* **Task details**
Only the lines from the one containing "indicate the stainless" through the end of the entries should be repeated, exactly as they appear, first and last included.

* **Extracted entries**

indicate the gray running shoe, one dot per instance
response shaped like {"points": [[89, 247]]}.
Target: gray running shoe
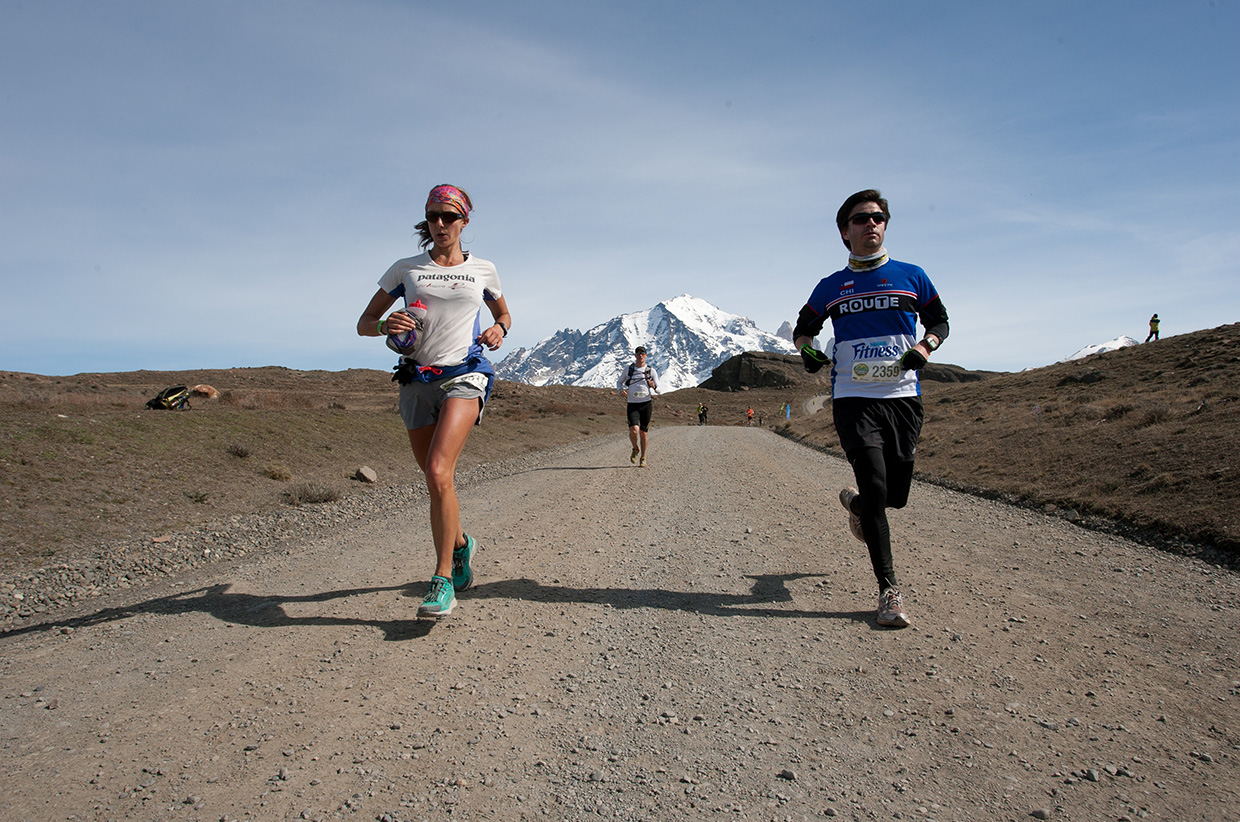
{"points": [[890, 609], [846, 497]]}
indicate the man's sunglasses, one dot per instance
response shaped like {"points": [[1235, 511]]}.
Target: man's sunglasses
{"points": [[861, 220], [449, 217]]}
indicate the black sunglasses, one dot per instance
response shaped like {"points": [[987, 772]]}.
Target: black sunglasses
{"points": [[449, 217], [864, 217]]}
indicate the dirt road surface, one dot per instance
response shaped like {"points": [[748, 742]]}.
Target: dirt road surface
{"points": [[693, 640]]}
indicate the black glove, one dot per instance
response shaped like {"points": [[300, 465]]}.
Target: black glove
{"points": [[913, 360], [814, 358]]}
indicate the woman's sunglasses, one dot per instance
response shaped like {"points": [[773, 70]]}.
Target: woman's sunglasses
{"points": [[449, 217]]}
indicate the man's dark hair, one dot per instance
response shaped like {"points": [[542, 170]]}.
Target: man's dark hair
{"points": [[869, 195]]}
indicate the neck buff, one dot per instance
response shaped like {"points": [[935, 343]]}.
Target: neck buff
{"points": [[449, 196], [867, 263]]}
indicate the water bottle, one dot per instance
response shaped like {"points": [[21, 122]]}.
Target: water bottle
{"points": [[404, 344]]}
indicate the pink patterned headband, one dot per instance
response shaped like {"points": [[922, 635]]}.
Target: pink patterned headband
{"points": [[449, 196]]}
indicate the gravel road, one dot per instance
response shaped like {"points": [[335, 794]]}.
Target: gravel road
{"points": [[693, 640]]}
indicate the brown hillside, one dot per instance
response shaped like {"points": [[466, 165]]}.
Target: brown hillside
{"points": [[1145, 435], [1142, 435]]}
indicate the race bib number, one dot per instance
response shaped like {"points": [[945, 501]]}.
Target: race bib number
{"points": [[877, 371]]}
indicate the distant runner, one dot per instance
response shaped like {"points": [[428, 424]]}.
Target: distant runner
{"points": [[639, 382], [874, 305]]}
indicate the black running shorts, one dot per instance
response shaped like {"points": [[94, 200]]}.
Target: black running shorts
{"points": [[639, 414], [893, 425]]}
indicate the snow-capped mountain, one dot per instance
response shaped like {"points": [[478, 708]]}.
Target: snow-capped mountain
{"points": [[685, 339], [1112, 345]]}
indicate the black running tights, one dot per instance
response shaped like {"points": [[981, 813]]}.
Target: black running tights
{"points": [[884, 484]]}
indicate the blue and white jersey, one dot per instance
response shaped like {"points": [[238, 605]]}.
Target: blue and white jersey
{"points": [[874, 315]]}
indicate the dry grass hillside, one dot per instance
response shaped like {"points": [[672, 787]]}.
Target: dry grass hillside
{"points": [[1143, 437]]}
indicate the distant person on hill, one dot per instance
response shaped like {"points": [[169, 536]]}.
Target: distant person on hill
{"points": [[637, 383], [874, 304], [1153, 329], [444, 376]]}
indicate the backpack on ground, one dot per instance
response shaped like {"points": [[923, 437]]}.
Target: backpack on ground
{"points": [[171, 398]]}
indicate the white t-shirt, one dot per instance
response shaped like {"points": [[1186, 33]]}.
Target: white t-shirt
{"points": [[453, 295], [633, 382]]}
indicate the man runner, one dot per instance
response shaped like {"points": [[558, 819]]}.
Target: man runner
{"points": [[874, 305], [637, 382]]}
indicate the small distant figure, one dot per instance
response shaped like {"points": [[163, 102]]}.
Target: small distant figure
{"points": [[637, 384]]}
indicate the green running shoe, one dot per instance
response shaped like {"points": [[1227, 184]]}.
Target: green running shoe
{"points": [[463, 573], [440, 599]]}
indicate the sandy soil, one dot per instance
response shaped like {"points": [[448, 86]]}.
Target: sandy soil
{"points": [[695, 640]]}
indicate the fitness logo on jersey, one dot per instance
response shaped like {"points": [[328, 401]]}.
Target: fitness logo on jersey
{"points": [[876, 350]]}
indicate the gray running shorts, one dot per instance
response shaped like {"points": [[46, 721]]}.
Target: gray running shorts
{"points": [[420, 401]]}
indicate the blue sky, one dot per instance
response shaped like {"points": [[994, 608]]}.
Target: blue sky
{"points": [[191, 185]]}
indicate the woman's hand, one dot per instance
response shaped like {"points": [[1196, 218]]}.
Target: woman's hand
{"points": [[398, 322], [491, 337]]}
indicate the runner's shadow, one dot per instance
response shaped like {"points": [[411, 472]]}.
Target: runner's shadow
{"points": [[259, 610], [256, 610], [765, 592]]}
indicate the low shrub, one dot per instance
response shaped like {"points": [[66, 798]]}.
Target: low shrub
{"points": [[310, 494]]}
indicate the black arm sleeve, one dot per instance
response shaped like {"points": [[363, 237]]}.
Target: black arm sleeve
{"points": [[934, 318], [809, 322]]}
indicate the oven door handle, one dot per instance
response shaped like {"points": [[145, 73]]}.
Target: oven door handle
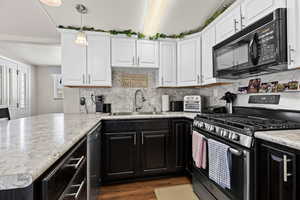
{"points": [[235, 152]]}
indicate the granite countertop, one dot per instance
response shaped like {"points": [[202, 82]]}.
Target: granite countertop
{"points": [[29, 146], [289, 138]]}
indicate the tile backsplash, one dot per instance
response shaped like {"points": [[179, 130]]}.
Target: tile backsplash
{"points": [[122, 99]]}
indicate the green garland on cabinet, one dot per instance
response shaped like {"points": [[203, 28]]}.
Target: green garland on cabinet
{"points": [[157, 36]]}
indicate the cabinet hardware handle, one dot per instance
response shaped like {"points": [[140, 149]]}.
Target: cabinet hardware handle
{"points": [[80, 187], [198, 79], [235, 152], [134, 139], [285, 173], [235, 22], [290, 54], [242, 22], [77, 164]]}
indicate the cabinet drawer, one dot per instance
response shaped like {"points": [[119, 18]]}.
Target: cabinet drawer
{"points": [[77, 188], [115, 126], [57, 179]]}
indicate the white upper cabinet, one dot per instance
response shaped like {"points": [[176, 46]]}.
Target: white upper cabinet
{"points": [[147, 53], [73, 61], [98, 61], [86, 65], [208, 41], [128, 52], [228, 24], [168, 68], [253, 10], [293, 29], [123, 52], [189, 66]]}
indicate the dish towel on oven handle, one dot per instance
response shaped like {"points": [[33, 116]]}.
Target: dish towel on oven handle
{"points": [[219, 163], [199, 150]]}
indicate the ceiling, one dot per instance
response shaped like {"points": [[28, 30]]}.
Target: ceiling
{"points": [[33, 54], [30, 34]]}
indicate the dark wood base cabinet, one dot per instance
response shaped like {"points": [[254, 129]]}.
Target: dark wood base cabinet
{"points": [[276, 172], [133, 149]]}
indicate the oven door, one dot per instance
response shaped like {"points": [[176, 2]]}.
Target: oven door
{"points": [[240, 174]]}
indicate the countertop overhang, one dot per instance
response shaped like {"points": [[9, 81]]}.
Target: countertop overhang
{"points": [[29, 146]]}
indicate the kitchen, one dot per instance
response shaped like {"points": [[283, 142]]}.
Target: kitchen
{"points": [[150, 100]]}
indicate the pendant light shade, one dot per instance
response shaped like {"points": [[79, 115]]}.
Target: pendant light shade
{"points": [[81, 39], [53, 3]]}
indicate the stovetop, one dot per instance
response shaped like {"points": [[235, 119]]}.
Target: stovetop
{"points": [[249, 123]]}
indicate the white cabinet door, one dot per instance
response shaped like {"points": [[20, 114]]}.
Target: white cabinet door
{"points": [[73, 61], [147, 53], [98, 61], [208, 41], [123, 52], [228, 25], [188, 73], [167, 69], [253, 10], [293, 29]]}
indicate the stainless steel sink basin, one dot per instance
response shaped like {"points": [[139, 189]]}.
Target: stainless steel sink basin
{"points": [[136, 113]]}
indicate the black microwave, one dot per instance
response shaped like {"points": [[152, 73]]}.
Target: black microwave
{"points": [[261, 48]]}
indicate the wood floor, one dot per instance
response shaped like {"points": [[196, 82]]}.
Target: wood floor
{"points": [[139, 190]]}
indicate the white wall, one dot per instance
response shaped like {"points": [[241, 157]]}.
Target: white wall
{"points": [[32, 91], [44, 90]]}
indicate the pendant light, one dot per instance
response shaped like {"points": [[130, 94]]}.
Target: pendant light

* **Task result**
indicate the stainless steel sink basin, one dot per instance
response shaped like {"points": [[139, 189]]}.
Target: stainless steel sink basin
{"points": [[136, 113]]}
indicate the black microwave, one dot per instance
response shaped like {"points": [[152, 73]]}.
Target: black microwave
{"points": [[261, 48]]}
indicate the wood floor, one dot per instance
response shaped like {"points": [[196, 82]]}.
Target: wood floor
{"points": [[139, 190]]}
indicate the white wall, one dot per instance
response shaped like {"points": [[241, 157]]}.
Target: white wall
{"points": [[32, 91], [44, 90]]}
indicate the pendant light, one dot per instance
response shaped like {"points": [[130, 94]]}.
Target: pendant light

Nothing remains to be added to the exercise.